* **Extract to read**
I'll be the first to admit though that the manner in which I think about this might be flawed. But then what does it really mean to articulate flawed thinking in a world that is wholly determined? What [realistically] does it mean to speak of something as inevitably flawed?
It just means that you've got other experiences swimming through your mind besides just unadulterated logic. We're not all Spock. In the whole flux of thinking, there exists other kinds of experiences: emotion, desires, alterior motives, unconscious processes, and these all have an impact on how our minds, taken as a whole, unfold. All these come together to determine the course the mind takes, and so from a strictly logical point of view, one's thinking can be "flawed". But there are other forms of "necessity" (or "justification" if necessity is too strong a word) that inhere in experiences other than thought, which "compensate" for the flawed thinking that so often happens with human beings.
Me, I can't [realistically] even imagine how a human mind can possibly wrap itself around this. Why? Because it is the mind that is trying to discover the nature of itself.
Yes, that's the trap we fall into when we attempt to examine ourselves from the third-person point of view. We attempt to imagine a "self" or a "mind" or a "consciousness" as though it were there before us, ready to be studied, to be examined--scientifically, objectively--but from the first-person point of view, we examine ourselves subjectively--what that means is that we simply note what we're experiencing, we note what it feels like to be in situation X--for example, what it feels like to taste a pineapple or to listen to a particular song or what it's like to be threatened by an angry mob. Noting these things to one's self is a simple task. We simply have the experience and form a thought about how that experience feels--we don't have to turn around and look at ourselves as if to observe the experience from the third-person point of view--we simply have to
have the experience and allow it to take its course (which involved, among other things, allowing it to settle into thoughts, memories, insights, etc.--all things which allow us to "understand" what we're experiencing).

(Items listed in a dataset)
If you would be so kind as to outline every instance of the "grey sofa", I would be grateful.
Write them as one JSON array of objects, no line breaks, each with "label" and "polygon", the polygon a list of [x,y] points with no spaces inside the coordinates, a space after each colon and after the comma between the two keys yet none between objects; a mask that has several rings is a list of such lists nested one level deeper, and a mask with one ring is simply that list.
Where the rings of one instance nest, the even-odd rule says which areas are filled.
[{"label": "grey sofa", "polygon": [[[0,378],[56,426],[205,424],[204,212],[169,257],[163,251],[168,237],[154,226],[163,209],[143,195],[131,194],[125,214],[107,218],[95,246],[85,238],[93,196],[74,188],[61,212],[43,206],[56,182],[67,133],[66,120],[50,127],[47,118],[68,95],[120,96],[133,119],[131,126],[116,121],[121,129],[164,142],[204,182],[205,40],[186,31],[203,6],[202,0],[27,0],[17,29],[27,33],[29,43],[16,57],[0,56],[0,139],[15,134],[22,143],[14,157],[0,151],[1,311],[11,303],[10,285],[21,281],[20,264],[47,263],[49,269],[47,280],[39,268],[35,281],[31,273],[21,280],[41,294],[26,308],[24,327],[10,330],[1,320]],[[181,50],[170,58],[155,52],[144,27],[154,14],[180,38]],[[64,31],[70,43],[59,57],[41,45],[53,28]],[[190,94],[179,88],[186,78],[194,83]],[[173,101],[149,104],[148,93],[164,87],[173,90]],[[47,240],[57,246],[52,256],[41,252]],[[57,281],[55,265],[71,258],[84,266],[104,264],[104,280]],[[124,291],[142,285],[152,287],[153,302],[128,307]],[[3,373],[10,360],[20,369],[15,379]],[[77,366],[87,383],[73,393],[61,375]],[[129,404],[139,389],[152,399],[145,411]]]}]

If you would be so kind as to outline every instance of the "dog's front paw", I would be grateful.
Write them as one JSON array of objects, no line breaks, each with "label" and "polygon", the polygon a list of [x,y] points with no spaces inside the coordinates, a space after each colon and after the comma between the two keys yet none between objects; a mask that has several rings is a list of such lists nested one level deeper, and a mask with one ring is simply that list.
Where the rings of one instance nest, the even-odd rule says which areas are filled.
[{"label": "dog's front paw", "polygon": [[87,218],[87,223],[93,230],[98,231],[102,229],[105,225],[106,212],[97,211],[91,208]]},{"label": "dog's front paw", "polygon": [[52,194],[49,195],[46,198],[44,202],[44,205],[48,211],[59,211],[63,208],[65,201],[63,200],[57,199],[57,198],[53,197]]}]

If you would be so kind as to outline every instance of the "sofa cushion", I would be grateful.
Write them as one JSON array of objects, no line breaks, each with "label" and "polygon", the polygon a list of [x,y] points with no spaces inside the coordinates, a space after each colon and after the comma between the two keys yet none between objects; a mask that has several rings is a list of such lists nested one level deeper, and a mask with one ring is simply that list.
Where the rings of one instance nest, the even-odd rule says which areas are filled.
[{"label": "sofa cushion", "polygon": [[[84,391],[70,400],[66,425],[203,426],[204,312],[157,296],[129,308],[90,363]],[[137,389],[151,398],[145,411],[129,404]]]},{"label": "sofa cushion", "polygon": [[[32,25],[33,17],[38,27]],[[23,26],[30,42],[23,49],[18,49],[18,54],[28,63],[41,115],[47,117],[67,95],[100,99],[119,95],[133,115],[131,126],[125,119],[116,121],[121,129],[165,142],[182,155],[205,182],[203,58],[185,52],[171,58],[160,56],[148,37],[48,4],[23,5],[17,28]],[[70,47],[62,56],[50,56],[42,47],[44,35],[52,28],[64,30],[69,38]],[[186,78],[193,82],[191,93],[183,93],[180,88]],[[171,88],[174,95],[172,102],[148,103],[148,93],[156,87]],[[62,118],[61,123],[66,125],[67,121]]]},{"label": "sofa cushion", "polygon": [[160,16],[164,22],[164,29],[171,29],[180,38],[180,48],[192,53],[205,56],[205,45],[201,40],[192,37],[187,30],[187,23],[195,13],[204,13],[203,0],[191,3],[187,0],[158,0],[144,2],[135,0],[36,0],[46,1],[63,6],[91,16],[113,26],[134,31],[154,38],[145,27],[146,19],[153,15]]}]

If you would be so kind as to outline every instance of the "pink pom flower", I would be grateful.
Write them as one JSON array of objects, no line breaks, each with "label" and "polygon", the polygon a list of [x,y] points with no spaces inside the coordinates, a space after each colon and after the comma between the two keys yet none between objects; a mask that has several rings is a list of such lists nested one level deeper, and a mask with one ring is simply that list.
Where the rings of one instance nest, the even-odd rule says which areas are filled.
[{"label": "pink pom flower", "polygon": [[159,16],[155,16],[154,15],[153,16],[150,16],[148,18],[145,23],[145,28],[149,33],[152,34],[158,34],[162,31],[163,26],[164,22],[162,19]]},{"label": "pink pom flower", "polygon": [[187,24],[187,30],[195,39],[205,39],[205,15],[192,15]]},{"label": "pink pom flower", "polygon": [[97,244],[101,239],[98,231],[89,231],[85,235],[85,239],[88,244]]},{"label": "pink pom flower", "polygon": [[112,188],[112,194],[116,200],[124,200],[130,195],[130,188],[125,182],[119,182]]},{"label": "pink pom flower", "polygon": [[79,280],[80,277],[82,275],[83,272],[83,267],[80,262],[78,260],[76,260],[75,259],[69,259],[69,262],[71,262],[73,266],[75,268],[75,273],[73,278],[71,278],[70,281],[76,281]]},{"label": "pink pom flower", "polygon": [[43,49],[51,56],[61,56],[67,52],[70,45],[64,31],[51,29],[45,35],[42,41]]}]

* **Directions**
1/ Quote the part of the passage on the mind that opens with the words containing "It just means" and closes with "with human beings.".
2/ In the passage on the mind, what examples illustrate noting what it feels like to be in situation X?
The data above have no role in this work.

* **Outputs in order**
1/
It just means that you've got other experiences swimming through your mind besides just unadulterated logic. We're not all Spock. In the whole flux of thinking, there exists other kinds of experiences: emotion, desires, alterior motives, unconscious processes, and these all have an impact on how our minds, taken as a whole, unfold. All these come together to determine the course the mind takes, and so from a strictly logical point of view, one's thinking can be "flawed". But there are other forms of "necessity" (or "justification" if necessity is too strong a word) that inhere in experiences other than thought, which "compensate" for the flawed thinking that so often happens with human beings.

2/ Tasting a pineapple, listening to a particular song, and being threatened by an angry mob.